• _EXERCISE INSTRUCTIONS_:
When the line containing "form (117, 221)?" is found in the data below, copy it and each line after it through the line containing "Thank you for the photo. Could you please annotate the sailboat", exactly and with no others.
RECORDS FOR THIS EXERCISE Block Start
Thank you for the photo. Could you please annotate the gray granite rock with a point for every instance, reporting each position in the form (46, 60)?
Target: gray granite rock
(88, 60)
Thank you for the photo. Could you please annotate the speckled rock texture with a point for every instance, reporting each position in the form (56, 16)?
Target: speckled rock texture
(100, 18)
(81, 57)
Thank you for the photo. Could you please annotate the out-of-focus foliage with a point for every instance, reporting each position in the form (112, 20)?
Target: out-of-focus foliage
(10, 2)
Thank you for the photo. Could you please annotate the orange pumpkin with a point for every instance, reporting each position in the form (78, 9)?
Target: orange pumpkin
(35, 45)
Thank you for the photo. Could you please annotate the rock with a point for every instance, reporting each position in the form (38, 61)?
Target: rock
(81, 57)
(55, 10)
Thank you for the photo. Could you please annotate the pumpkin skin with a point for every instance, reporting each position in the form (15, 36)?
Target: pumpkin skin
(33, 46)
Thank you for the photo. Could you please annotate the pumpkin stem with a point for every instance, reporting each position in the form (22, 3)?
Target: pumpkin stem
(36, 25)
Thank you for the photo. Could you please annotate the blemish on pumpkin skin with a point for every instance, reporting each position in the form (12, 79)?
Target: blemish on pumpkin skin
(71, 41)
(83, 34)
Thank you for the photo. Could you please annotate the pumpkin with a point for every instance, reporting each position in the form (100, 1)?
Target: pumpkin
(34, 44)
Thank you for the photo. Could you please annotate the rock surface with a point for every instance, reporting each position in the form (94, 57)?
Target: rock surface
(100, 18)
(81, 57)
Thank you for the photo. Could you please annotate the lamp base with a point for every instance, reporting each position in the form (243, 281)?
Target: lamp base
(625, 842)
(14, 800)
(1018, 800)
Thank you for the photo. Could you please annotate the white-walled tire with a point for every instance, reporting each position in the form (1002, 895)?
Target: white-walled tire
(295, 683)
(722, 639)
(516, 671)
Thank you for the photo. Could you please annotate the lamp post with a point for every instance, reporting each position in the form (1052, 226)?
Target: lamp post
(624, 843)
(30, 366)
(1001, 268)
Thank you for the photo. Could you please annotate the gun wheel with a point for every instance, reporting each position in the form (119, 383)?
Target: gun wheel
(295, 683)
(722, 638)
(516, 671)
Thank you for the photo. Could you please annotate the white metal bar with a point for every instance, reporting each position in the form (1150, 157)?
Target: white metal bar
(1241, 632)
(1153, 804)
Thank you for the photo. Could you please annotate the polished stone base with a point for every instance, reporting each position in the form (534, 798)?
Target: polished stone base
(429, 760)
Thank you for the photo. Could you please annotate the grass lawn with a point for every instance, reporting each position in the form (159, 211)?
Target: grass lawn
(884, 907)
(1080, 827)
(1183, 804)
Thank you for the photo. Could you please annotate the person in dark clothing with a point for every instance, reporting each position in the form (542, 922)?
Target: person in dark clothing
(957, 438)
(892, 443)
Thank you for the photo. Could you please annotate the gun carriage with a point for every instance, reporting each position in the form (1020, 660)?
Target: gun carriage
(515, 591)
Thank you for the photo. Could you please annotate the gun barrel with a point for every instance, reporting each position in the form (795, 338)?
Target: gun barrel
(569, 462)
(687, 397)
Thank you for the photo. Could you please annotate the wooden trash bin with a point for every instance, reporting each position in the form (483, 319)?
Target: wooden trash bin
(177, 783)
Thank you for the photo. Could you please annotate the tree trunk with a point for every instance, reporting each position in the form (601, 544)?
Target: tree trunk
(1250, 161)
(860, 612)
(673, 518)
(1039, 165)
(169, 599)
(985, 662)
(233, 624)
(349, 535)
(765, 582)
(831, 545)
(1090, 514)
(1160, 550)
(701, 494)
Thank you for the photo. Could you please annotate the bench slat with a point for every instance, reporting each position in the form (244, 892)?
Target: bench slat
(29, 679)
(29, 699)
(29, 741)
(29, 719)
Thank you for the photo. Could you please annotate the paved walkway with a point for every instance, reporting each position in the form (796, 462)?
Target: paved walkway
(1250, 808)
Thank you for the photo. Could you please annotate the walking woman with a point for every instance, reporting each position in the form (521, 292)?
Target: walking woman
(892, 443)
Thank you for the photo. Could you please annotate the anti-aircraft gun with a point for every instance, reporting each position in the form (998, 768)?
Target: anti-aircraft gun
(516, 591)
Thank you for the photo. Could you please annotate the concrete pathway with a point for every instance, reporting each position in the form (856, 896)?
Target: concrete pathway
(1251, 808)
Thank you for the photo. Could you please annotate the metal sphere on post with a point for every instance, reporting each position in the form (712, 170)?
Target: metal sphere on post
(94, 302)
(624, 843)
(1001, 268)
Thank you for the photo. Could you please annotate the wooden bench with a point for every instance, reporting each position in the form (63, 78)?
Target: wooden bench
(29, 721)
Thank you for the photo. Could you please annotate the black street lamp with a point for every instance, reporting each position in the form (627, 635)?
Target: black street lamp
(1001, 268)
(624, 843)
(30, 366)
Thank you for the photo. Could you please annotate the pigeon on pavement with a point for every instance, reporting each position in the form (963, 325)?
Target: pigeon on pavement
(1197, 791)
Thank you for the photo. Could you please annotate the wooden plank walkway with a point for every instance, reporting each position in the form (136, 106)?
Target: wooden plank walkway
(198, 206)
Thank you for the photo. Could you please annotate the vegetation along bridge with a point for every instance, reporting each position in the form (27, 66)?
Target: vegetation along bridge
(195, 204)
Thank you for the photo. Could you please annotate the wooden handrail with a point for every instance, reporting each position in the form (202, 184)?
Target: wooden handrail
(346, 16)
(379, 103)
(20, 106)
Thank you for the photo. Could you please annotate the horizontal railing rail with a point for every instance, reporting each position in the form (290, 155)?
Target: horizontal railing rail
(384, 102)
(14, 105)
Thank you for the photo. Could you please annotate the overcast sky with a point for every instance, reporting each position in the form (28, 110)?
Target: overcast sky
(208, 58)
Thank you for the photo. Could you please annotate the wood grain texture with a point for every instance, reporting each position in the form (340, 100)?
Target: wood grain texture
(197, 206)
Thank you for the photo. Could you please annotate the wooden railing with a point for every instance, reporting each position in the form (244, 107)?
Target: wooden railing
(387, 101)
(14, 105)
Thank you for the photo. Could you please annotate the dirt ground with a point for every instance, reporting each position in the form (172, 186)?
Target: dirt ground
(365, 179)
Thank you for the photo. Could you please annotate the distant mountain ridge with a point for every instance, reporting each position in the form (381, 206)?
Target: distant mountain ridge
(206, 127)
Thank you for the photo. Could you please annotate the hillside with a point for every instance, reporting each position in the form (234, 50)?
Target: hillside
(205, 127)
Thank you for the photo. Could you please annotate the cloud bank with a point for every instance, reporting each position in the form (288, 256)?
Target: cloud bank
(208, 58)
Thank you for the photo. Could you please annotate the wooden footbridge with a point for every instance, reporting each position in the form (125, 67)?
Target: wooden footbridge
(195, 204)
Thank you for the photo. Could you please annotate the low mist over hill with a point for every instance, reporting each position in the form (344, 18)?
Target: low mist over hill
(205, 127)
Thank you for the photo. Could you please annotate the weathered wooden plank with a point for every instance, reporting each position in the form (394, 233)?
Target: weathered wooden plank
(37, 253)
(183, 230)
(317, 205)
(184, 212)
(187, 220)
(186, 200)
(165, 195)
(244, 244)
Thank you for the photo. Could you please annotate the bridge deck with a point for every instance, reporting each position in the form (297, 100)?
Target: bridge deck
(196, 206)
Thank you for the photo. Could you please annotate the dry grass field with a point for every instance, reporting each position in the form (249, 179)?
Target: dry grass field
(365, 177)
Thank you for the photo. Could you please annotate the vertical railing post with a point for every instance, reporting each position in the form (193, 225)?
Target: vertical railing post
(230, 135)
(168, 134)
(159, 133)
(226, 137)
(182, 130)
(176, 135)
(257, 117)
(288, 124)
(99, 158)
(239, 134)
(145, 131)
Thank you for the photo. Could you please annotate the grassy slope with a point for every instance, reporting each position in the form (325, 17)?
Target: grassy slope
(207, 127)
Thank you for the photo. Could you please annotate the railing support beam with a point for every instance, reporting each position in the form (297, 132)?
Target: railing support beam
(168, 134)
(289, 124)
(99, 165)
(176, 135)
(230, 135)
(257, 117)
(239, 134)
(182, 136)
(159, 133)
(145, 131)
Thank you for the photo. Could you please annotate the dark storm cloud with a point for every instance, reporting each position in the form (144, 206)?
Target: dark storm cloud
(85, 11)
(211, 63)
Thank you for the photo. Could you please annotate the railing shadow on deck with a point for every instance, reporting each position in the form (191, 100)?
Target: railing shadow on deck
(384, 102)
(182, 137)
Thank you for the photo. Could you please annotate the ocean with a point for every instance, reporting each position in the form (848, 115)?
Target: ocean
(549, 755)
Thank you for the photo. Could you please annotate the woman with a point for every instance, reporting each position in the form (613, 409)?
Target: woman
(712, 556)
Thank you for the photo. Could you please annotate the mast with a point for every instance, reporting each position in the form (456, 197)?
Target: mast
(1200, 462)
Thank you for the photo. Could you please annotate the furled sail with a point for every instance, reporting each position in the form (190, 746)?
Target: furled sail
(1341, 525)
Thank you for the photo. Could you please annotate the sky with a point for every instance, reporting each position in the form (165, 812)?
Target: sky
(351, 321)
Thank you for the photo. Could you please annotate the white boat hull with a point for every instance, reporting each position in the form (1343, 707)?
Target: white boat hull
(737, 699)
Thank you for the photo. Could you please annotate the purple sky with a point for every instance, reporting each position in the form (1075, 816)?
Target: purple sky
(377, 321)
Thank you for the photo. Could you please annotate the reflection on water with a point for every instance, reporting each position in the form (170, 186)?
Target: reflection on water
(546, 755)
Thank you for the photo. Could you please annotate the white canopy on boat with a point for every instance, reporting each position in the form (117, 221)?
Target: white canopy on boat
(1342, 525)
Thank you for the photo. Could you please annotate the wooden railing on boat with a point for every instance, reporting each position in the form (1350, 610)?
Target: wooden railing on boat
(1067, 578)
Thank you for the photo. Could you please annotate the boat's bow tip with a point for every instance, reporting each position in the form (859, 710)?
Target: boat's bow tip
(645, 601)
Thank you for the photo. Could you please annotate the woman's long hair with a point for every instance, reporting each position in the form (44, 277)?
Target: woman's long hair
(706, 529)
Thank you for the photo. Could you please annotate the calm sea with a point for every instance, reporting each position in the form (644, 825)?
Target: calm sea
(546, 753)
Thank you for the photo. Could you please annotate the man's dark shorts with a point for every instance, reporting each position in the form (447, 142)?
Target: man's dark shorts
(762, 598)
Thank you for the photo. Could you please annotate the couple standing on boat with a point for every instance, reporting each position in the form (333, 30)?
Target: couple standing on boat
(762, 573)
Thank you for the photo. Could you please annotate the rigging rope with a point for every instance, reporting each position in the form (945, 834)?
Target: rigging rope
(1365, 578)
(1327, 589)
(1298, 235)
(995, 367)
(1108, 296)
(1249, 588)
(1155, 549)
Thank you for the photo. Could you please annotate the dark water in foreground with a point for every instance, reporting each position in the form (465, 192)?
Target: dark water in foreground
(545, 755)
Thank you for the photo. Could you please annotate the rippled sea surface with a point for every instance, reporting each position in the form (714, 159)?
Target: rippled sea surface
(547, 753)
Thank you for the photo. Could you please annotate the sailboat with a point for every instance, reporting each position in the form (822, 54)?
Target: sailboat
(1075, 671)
RECORDS FOR THIS EXERCISE Block End
• _EXERCISE OUTPUT_:
Thank you for the photo. Could you please annotate the white canopy on boat with a point for every instance, reporting each position in the form (117, 221)?
Target: white canopy on boat
(1342, 525)
Thank you for the photo. Could you please annotate the wooden railing on boat with a point for every instance, reporting each position in the form (1350, 610)?
Target: wooden railing on boat
(1067, 578)
Thank you for the photo. Could you please annotate the boat's bow tip with a point for every instance, reporting each position in the form (859, 710)?
Target: boat's bow tip
(645, 601)
Thank you for the photo. Could you please annotate the woman's long hair with a point for every instance, reporting each position in the form (44, 277)?
Target: woman's long hair
(706, 529)
Thank you for the photo. Could you please annotate the calm sea with a point for every instance, reporting each position in the form (644, 825)?
Target: calm sea
(546, 753)
Thank you for the photo. Could you please annotate the man's dark shorts with a point for every instance, reporting each position in the form (447, 142)?
Target: man's dark shorts
(762, 598)
Thank you for the photo. Could you please annotate the couple standing on boat with a point for every instance, reporting each position in the form (333, 30)?
Target: couple standing on boat
(762, 573)
Thank you for the photo. Could you please annotate the rigging rope with a point for every instance, reporting each position in the form (945, 834)?
Target: rigging rope
(1365, 578)
(1327, 589)
(1298, 235)
(995, 367)
(1108, 296)
(1249, 588)
(1155, 549)
Thank you for the photo. Could you please annotate the dark water in foreground with a point for every instance, reporting each position in the form (465, 192)?
Target: dark water in foreground
(545, 755)
Thank you for the photo. Could you please annotate the rippled sea surface with a point for every instance, reporting each position in the form (714, 159)?
Target: rippled sea surface
(547, 753)
Thank you for the photo. Could you please annotate the sailboat with a point for every instance, reporting each position in the form (822, 54)?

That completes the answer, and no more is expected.